Recorded data
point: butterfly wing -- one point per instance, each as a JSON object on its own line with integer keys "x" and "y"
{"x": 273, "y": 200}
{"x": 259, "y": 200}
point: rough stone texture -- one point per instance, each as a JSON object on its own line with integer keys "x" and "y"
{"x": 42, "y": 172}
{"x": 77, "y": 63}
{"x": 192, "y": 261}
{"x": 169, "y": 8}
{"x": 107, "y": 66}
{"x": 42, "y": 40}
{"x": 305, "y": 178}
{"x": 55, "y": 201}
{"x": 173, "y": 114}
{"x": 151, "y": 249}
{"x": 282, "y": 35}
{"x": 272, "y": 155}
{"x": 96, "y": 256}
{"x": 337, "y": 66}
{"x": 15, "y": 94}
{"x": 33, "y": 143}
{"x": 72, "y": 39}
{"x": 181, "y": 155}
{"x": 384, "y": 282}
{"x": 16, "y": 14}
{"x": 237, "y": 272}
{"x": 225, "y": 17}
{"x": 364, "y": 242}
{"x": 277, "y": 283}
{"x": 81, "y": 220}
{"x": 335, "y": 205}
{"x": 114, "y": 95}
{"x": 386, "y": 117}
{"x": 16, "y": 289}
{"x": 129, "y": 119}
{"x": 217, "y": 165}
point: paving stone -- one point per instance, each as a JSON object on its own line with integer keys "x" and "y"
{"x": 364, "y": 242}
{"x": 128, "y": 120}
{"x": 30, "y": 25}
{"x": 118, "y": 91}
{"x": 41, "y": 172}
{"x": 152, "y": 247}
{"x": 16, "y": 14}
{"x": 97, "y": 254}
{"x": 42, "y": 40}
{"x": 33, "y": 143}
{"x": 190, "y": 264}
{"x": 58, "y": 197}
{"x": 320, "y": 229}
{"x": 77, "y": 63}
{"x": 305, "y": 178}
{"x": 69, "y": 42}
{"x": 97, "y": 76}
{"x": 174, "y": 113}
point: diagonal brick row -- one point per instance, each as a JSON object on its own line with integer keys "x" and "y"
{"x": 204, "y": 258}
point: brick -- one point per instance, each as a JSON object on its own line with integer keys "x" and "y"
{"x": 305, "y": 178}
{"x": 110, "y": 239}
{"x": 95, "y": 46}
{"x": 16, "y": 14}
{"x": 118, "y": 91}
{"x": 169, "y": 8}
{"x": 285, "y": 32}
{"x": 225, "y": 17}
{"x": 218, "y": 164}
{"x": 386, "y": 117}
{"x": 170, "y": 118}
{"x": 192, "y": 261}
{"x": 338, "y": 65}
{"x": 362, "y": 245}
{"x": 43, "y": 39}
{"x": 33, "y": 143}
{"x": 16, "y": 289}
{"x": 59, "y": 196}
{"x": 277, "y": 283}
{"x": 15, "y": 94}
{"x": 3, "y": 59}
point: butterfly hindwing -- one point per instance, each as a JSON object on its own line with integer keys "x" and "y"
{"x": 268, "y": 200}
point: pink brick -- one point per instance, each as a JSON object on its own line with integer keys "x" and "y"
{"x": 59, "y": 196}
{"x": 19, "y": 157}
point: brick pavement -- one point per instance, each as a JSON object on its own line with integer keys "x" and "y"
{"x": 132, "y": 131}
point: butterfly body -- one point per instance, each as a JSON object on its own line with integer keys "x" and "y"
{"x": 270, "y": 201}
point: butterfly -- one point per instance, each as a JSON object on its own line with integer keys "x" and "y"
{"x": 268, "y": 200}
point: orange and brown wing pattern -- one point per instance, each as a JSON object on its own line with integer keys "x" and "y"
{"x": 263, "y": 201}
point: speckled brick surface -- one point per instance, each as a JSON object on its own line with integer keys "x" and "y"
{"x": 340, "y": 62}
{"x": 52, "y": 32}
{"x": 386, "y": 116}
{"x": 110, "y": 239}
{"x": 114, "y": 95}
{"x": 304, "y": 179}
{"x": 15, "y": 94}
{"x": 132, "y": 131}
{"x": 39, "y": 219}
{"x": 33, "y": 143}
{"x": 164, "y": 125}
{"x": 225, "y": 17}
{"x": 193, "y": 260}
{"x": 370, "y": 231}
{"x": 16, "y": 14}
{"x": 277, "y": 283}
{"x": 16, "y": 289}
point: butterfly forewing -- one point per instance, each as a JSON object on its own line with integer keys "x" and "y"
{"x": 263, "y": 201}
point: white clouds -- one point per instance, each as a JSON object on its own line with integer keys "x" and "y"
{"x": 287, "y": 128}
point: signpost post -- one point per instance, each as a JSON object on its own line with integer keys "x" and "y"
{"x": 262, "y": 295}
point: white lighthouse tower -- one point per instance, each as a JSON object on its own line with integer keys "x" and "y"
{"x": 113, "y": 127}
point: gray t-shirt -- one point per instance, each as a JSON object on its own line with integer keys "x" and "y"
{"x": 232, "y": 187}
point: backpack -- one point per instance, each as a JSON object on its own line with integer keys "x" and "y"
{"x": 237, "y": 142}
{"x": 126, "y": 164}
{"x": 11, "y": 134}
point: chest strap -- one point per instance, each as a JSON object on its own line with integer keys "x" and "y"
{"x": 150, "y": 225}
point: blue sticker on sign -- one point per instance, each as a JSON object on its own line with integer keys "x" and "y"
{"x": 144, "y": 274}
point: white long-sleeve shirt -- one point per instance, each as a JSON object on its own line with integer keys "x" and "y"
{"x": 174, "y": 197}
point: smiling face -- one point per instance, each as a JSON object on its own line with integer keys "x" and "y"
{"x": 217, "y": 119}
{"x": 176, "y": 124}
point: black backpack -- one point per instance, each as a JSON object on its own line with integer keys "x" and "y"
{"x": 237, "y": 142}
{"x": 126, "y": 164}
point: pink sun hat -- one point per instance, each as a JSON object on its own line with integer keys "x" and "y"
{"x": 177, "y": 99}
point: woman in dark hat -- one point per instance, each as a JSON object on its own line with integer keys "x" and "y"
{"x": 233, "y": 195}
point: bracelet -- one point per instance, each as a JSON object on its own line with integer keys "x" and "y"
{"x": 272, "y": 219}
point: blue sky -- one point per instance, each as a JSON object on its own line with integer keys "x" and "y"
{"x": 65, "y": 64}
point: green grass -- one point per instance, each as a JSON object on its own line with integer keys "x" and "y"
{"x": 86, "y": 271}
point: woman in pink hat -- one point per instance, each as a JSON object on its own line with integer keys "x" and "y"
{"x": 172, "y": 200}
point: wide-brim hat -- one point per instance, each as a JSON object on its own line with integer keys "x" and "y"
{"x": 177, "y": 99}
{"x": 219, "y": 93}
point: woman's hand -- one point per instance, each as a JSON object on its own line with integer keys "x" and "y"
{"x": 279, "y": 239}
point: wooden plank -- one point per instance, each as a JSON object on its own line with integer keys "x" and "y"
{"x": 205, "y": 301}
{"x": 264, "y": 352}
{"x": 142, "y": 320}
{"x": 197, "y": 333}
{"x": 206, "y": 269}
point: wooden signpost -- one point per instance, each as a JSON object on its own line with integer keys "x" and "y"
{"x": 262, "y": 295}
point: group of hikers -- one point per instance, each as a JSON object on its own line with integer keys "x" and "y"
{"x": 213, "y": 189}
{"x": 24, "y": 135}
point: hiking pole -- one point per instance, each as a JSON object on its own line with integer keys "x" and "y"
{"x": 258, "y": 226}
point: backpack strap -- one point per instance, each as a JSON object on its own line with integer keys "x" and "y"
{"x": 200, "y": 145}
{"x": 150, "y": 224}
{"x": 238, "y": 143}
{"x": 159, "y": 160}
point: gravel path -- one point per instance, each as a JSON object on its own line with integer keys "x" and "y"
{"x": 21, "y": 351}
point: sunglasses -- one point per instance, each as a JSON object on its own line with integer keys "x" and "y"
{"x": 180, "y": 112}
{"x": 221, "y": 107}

Instructions for the task ::
Restate the data above word for word, please.

Result for this task ::
point: butterfly wing -- one point per instance, each as a JSON object on its own line with integer keys "x" and "y"
{"x": 273, "y": 200}
{"x": 259, "y": 200}
point: rough stone texture -- one point per instance, each as a JSON object on its own line with integer keys "x" and "y"
{"x": 42, "y": 172}
{"x": 77, "y": 63}
{"x": 192, "y": 261}
{"x": 169, "y": 8}
{"x": 107, "y": 66}
{"x": 42, "y": 40}
{"x": 305, "y": 178}
{"x": 55, "y": 201}
{"x": 173, "y": 114}
{"x": 151, "y": 249}
{"x": 282, "y": 35}
{"x": 272, "y": 155}
{"x": 96, "y": 256}
{"x": 337, "y": 66}
{"x": 15, "y": 94}
{"x": 33, "y": 143}
{"x": 72, "y": 39}
{"x": 181, "y": 155}
{"x": 384, "y": 282}
{"x": 16, "y": 14}
{"x": 237, "y": 272}
{"x": 225, "y": 17}
{"x": 364, "y": 242}
{"x": 277, "y": 283}
{"x": 81, "y": 220}
{"x": 335, "y": 205}
{"x": 114, "y": 95}
{"x": 386, "y": 117}
{"x": 16, "y": 289}
{"x": 129, "y": 119}
{"x": 217, "y": 165}
point: paving stone -- one point per instance, each as a JSON object on its own line with integer keys "x" and "y"
{"x": 364, "y": 242}
{"x": 128, "y": 120}
{"x": 30, "y": 25}
{"x": 118, "y": 91}
{"x": 41, "y": 172}
{"x": 152, "y": 247}
{"x": 16, "y": 14}
{"x": 97, "y": 254}
{"x": 42, "y": 40}
{"x": 33, "y": 143}
{"x": 190, "y": 264}
{"x": 58, "y": 197}
{"x": 320, "y": 229}
{"x": 77, "y": 63}
{"x": 305, "y": 178}
{"x": 69, "y": 42}
{"x": 97, "y": 76}
{"x": 174, "y": 113}
point: diagonal brick row -- one point per instance, each as a JSON object on its own line with integer keys "x" and "y"
{"x": 204, "y": 258}
point: brick -- one point per instance, each as a JSON object on its own line with integer keys "x" and "y"
{"x": 305, "y": 178}
{"x": 110, "y": 239}
{"x": 95, "y": 46}
{"x": 16, "y": 14}
{"x": 118, "y": 91}
{"x": 169, "y": 8}
{"x": 285, "y": 32}
{"x": 225, "y": 17}
{"x": 218, "y": 164}
{"x": 386, "y": 117}
{"x": 170, "y": 118}
{"x": 192, "y": 261}
{"x": 338, "y": 65}
{"x": 362, "y": 245}
{"x": 43, "y": 39}
{"x": 33, "y": 143}
{"x": 16, "y": 289}
{"x": 59, "y": 196}
{"x": 277, "y": 283}
{"x": 15, "y": 94}
{"x": 3, "y": 59}
point: butterfly hindwing -- one point per instance, each as a JSON object on its own line with integer keys "x" and "y"
{"x": 268, "y": 200}
point: pink brick -- one point per instance, each as a JSON object on its own line with integer keys "x" and "y"
{"x": 59, "y": 196}
{"x": 19, "y": 157}
point: brick pavement -- one point per instance, each as a JSON object on its own line with integer keys "x" and "y"
{"x": 132, "y": 131}
point: butterfly body -- one point per instance, each as a JSON object on its own line with integer keys "x" and "y"
{"x": 270, "y": 201}
point: butterfly -- one point per instance, each as a JSON object on its own line with integer keys "x" and "y"
{"x": 268, "y": 200}
point: orange and brown wing pattern -- one point per instance, each as a JSON object on its own line with integer keys "x" and "y"
{"x": 263, "y": 201}
point: speckled brick surface -- one point per instance, each as a JSON object on its own line with integer keys "x" and "y"
{"x": 340, "y": 62}
{"x": 52, "y": 32}
{"x": 386, "y": 116}
{"x": 110, "y": 239}
{"x": 114, "y": 95}
{"x": 304, "y": 179}
{"x": 15, "y": 94}
{"x": 132, "y": 131}
{"x": 39, "y": 219}
{"x": 33, "y": 143}
{"x": 164, "y": 125}
{"x": 225, "y": 17}
{"x": 193, "y": 260}
{"x": 370, "y": 231}
{"x": 16, "y": 14}
{"x": 277, "y": 283}
{"x": 16, "y": 289}
point: butterfly forewing -- one point per instance, each as a JSON object on its own line with integer keys "x" and "y"
{"x": 263, "y": 201}
point: white clouds -- one point per instance, each as a JSON object on its own line with integer keys "x" and "y"
{"x": 287, "y": 128}
point: signpost post -- one point per instance, each as a JSON object on its own line with integer keys "x" and "y"
{"x": 262, "y": 295}
point: white lighthouse tower -- one point per instance, each as a JSON object on its own line with integer keys "x" and "y"
{"x": 113, "y": 127}
point: gray t-shirt -- one point per instance, each as a JSON object on its own line with integer keys "x" and "y"
{"x": 232, "y": 187}
point: backpack -- one point per instance, each as a JSON object on its own line with integer keys "x" and "y"
{"x": 237, "y": 142}
{"x": 126, "y": 164}
{"x": 11, "y": 134}
point: chest strap -- one point per instance, each as a JSON object on its own line with integer keys "x" and "y"
{"x": 150, "y": 225}
point: blue sticker on sign -- one point per instance, each as a JSON object on its own line with integer keys "x" and "y"
{"x": 144, "y": 274}
point: white long-sleeve shirt -- one point per instance, each as a JSON object on its own line with integer keys "x" and "y"
{"x": 174, "y": 197}
point: smiling face -- one point per instance, each as a JSON object on its own line with integer keys "x" and "y"
{"x": 217, "y": 119}
{"x": 176, "y": 124}
point: black backpack -- one point per instance, each as a JSON object on its own line with integer keys "x" and "y"
{"x": 237, "y": 142}
{"x": 126, "y": 164}
point: pink sun hat -- one point per instance, each as a JSON object on its own line with integer keys "x" and "y"
{"x": 177, "y": 99}
point: woman in dark hat -- one point per instance, each as a JSON object on its own line with integer keys "x" and "y"
{"x": 233, "y": 195}
point: bracelet -- one point per instance, each as a JSON object on its own line with integer keys "x" and "y"
{"x": 272, "y": 219}
point: blue sky -- one point per instance, each as a JSON object on its own line with integer keys "x" and "y"
{"x": 65, "y": 64}
point: green grass -- one point per instance, each as a JSON object on its own line with integer keys "x" and "y"
{"x": 86, "y": 271}
point: woman in pink hat -- one point per instance, each as a JSON object on its own line with integer keys "x" and "y"
{"x": 172, "y": 200}
point: wide-brim hat -- one point per instance, each as a JSON object on its own line with integer keys "x" and "y"
{"x": 177, "y": 99}
{"x": 219, "y": 93}
point: woman's hand -- one point per instance, each as a JSON object on its own line with integer keys "x" and "y"
{"x": 279, "y": 239}
point: wooden plank -- one point per instance, each as a JSON object on its own line with integer keys "x" and "y"
{"x": 205, "y": 301}
{"x": 264, "y": 352}
{"x": 142, "y": 320}
{"x": 197, "y": 333}
{"x": 206, "y": 269}
point: wooden signpost -- one point per instance, each as a JSON object on its own line with integer keys "x" and "y"
{"x": 262, "y": 295}
point: group of hikers -- one point per instance, each as a JSON object on its own line with integer keys "x" and "y"
{"x": 213, "y": 189}
{"x": 24, "y": 135}
point: hiking pole -- one point per instance, each as a JSON object on its own line with integer keys "x" and "y"
{"x": 258, "y": 226}
point: backpack strap -- one point per instance, each as a JSON object on its own line with integer keys "x" and "y"
{"x": 200, "y": 145}
{"x": 150, "y": 224}
{"x": 238, "y": 143}
{"x": 159, "y": 160}
point: gravel path -- one point per instance, each as a JSON object on its own line with integer keys "x" and "y"
{"x": 21, "y": 351}
point: sunglasses -- one point per instance, each as a JSON object on its own line with integer keys "x" and "y"
{"x": 180, "y": 112}
{"x": 221, "y": 107}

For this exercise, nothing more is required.